[Point annotation records]

——

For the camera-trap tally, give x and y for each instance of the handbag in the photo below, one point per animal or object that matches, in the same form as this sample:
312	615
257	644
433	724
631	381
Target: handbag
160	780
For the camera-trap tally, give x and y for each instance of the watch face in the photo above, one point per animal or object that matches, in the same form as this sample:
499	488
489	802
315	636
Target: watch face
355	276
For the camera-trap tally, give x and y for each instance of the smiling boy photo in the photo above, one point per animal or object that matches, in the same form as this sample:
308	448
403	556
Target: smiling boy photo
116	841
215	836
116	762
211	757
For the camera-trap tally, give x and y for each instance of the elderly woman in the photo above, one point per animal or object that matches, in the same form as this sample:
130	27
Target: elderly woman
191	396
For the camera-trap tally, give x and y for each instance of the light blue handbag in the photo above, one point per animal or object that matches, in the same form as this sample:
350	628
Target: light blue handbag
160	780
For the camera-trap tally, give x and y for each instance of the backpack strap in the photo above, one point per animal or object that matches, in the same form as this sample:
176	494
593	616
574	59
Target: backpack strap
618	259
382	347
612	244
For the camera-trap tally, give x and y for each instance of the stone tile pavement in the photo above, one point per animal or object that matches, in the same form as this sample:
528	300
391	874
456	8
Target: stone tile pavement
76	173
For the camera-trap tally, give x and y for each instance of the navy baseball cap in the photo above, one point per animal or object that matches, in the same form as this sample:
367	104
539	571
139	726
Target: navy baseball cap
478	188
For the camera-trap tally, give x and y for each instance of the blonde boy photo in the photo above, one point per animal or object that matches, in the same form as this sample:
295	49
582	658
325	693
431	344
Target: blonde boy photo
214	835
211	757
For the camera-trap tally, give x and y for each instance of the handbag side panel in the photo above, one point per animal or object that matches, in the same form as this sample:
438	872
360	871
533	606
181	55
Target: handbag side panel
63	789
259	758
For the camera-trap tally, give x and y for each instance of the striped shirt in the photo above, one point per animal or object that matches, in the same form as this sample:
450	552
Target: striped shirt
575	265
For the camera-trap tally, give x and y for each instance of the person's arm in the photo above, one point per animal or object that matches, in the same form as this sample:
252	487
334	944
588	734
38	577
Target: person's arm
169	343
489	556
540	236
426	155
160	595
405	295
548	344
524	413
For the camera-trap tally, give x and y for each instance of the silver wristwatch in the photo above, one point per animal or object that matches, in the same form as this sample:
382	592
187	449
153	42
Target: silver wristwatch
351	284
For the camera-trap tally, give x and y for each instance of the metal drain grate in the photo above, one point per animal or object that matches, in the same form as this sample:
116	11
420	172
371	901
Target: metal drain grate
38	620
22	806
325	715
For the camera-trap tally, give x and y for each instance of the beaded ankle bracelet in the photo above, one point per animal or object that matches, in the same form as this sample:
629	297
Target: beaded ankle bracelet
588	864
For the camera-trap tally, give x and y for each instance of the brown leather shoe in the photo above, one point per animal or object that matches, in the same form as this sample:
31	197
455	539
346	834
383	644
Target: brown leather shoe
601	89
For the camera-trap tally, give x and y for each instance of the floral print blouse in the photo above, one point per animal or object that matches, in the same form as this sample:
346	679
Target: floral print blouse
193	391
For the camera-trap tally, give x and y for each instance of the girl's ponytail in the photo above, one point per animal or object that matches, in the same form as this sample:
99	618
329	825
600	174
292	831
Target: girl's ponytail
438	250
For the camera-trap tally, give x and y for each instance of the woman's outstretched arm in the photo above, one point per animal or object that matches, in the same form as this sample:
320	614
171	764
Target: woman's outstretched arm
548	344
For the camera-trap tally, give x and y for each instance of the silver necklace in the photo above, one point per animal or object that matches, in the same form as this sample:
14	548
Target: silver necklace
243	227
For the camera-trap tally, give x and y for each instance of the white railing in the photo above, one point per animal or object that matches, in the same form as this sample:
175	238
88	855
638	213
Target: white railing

——

■ **Prompt**: Take the entries above and transcribe them in full.

■ **Output for this task**:
For the camera-trap tally, give x and y for each instance of the handbag in the photo below, one point per animal or object that matches, in the same form as this sample:
312	615
257	644
433	724
631	381
Target: handbag
160	780
For the camera-trap tally, give x and y for each instance of the watch face in the photo above, one point per animal or object that matches, in the same form as this sample:
499	488
489	802
315	636
Target: watch face
355	276
For the camera-trap tally, give x and y for each instance of the smiling boy photo in the photo above, one point per animal or object that matches, in the same form as this sample:
308	448
403	556
Target: smiling boy photo
116	841
215	836
116	762
211	757
For the camera-trap tally, give x and y for each instance of the elderly woman in the photo above, one point per animal or object that matches, in the same form as this sample:
130	27
Target: elderly woman
191	396
For the camera-trap tally, give x and y for each instance of the light blue handbag in the photo above, one point per animal or object that matches, in the same form as this sample:
350	628
Target: light blue handbag
160	780
For the camera-trap tally, give x and y for each instance of the backpack strap in the photo above, one point per animal or object that matches, in the same form as this sample:
176	494
593	616
574	59
Target: backpack strap
618	259
382	347
612	244
For the camera-trap tally, give x and y for each instance of the stone tile pavement in the photo above, one point per animal or object that matches, in the same form as this sample:
528	300
391	874
456	8
Target: stone tile pavement
76	173
For the camera-trap tally, give x and y for each instance of the navy baseball cap in the photo above, one point per animal or object that matches, in the same form as this sample:
367	104
539	571
139	726
Target: navy baseball cap
478	188
For the camera-trap tally, give x and y for each instance of the blonde boy photo in the photo above, one point per animal or object that matches, in the same form as this sample:
295	49
582	658
325	693
431	344
Target: blonde boy photo
214	835
211	757
For the camera-trap tally, give x and y for each instance of the handbag side panel in the photo above, one point per animal or object that matches, in the same form as this sample:
438	872
360	871
533	606
181	55
Target: handbag side panel
63	789
259	758
For the camera-trap tally, give x and y for each instance of the striped shirt in the photo above, one point per animal or object that matches, in the same form as this sample:
450	552
Target: striped shirt
575	265
For the camera-trap tally, give x and y for each instance of the person's arm in the photo above, one point per animal or object that matches, in the same form as this sample:
252	487
334	944
588	734
38	577
Target: person's arm
169	343
489	556
540	236
426	155
160	595
405	295
548	344
524	413
For the camera-trap tally, give x and y for each instance of the silver wristwatch in the photo above, one point per animal or object that matches, in the same form as this sample:
382	592
187	449
153	42
Target: silver wristwatch
351	284
For the camera-trap tally, give x and y for each instance of the metal drain grate in the photo above, one point per animal or object that matches, in the same form as this sample:
116	11
420	172
371	901
Target: metal drain grate
38	620
22	806
325	715
For the camera-trap tally, give x and y for each instance of the beaded ankle bracelet in the photo above, one point per animal or object that matches, in the same form as this sample:
629	297
Target: beaded ankle bracelet
588	864
For the camera-trap tally, give x and y for each instance of the brown leather shoe in the photo above, one point per animal or object that matches, in the same form as this sample:
31	197
455	539
346	834
383	644
Target: brown leather shoe
601	89
For the camera-trap tally, give x and y for each instance of the floral print blouse in the photo above, one point per animal or object that matches, in the same form as this sample:
346	679
Target: floral print blouse
193	391
For the camera-trap tally, give x and y for each instance of the girl's ponytail in the photo above, one point per animal or object that matches, in the same form as this sample:
99	618
329	825
600	174
292	831
Target: girl's ponytail
438	250
For the camera-trap tally, give x and y for each instance of the woman's outstretched arm in the photo above, one point per animal or object that matches, in the same form as this sample:
320	614
171	764
Target: woman's outstretched arm
548	344
For the camera-trap tally, give x and y for each instance of the silver necklace in the photo above, one point per animal or object that matches, in the same form as this sample:
14	548
Target: silver necklace
243	227
For the camera-trap tally, give x and y for each instance of the white railing in the photo above, one point per animal or object that matches, in the same form as this sample:
175	238
88	855
638	213
Target: white railing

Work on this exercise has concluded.